* Your task *
An identical copy of all records below is to be written out.

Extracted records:

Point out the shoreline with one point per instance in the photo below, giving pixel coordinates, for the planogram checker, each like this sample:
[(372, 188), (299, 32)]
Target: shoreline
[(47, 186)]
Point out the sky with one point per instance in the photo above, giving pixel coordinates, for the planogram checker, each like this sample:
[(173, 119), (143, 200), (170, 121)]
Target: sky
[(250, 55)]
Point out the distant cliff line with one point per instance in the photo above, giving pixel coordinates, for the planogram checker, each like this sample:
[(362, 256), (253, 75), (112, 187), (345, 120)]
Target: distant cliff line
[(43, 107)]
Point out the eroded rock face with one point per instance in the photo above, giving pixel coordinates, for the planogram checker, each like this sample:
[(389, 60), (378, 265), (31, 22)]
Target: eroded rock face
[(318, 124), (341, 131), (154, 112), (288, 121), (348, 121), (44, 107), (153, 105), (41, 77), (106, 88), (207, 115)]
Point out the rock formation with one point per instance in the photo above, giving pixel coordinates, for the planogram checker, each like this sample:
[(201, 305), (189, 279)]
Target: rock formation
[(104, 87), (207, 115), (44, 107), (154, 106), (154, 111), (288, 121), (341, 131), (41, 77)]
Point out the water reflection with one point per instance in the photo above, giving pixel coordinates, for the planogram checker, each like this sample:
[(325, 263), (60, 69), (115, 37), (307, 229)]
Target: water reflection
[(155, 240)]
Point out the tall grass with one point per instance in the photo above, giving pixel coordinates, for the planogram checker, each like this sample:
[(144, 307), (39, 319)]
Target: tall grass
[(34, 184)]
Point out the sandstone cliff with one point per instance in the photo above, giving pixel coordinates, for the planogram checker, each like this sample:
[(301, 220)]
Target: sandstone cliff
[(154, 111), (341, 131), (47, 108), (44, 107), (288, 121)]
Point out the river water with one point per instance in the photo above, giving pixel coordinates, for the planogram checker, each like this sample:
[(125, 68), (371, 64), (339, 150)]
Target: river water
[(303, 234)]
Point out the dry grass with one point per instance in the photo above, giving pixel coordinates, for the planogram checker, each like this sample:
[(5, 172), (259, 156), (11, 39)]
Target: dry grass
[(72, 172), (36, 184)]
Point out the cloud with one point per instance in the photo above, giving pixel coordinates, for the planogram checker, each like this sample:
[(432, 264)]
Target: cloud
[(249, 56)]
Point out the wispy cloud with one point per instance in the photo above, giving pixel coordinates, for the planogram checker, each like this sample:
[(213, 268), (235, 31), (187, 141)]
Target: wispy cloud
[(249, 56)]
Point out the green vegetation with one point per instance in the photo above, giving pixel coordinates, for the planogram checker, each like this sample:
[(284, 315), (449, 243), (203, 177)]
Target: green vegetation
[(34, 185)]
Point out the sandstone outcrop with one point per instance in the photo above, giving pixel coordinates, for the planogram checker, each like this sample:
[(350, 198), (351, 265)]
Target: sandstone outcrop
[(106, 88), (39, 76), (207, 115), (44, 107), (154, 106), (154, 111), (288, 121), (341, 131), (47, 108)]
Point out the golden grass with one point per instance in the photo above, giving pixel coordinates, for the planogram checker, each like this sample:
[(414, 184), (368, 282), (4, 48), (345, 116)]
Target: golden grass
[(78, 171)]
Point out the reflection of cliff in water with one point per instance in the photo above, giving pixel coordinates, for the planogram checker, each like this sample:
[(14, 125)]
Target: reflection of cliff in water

* Answer to the exercise *
Point out the shoreline with one point per instance in the photo below, giving pixel coordinates, for the planogram checker, each like this sample:
[(372, 188), (299, 32)]
Target: shoreline
[(47, 186)]
Point out the sky with one point per instance in the photo above, giving pixel coordinates, for the planogram checker, each like this sample:
[(173, 119), (143, 200), (170, 121)]
Target: sky
[(250, 55)]
Point out the distant cliff line with one point per instance in the photo above, giving pixel coordinates, for the planogram checker, each like this sample:
[(362, 256), (253, 75), (112, 187), (345, 120)]
Target: distant cliff line
[(43, 107)]
Point out the eroded rock face with one point per instance in the photo above, giving pixel coordinates, for the planogram checker, each like this sample:
[(389, 60), (378, 265), (31, 22)]
Target: eroded rock face
[(318, 124), (341, 131), (154, 112), (288, 121), (348, 121), (44, 107), (153, 105), (41, 77), (106, 88), (207, 115)]
Point out the rock formation with one point per instance in the photo above, giving pixel coordinates, for the planogram checker, each like this sample:
[(201, 305), (189, 279)]
Target: rock formation
[(104, 87), (207, 115), (44, 107), (154, 106), (154, 111), (288, 121), (341, 131), (41, 77)]
Point out the water reflection with one point per instance in the photo above, giving pixel coordinates, for the planogram checker, each like this sample:
[(325, 263), (60, 69), (115, 37), (307, 229)]
Target: water reflection
[(155, 240)]
Point out the tall grass with one point per instance in the photo above, giving pixel coordinates, for the planogram checker, each like this sample:
[(144, 307), (39, 319)]
Target: tall grass
[(34, 184)]
Point out the sandstone cliff with one point per instance in the photo above, giving pixel coordinates, for the planogram checker, each like this sample:
[(301, 220)]
Target: sandstone cliff
[(154, 111), (341, 131), (47, 108), (44, 107), (288, 121)]
Point out the river water with one point per instance in the photo above, giving pixel coordinates, for the planogram checker, each like this sample:
[(125, 68), (371, 64), (339, 150)]
Target: river water
[(303, 234)]
Point out the dry grass with one point per instance in the photo above, giving pixel coordinates, for the planogram checker, each like this sample:
[(5, 172), (259, 156), (11, 39)]
Target: dry grass
[(72, 172), (36, 184)]
Point out the cloud with one point per instance in the photo above, giving pixel coordinates, for the planogram checker, each like this sample:
[(432, 264)]
Target: cloud
[(249, 56)]
Point out the wispy cloud with one point per instance in the photo above, giving pixel coordinates, for the planogram checker, each like this sample:
[(213, 268), (235, 31), (187, 141)]
Target: wispy cloud
[(249, 56)]
Point out the green vegetation with one point per instance in the photo above, giving pixel coordinates, for the planogram checker, each like this sample:
[(284, 315), (449, 243), (203, 177)]
Target: green vegetation
[(34, 185)]
Point out the sandstone outcrop with one point per instance in the photo above, giving pixel coordinates, for the planogram checker, each like this sample:
[(350, 198), (351, 265)]
Target: sandstone outcrop
[(106, 88), (39, 76), (207, 115), (44, 107), (154, 106), (154, 111), (288, 121), (341, 131), (47, 108)]
Point out the golden grass with one point per instance in the photo above, giving pixel coordinates, for the planogram checker, each like this sample:
[(414, 184), (368, 282), (4, 48), (345, 116)]
Target: golden grass
[(78, 171)]
Point out the reflection of cliff in water with one point per instance in the photo above, giving pixel coordinates, for the planogram checker, each like this sample:
[(14, 125)]
Target: reflection of cliff in water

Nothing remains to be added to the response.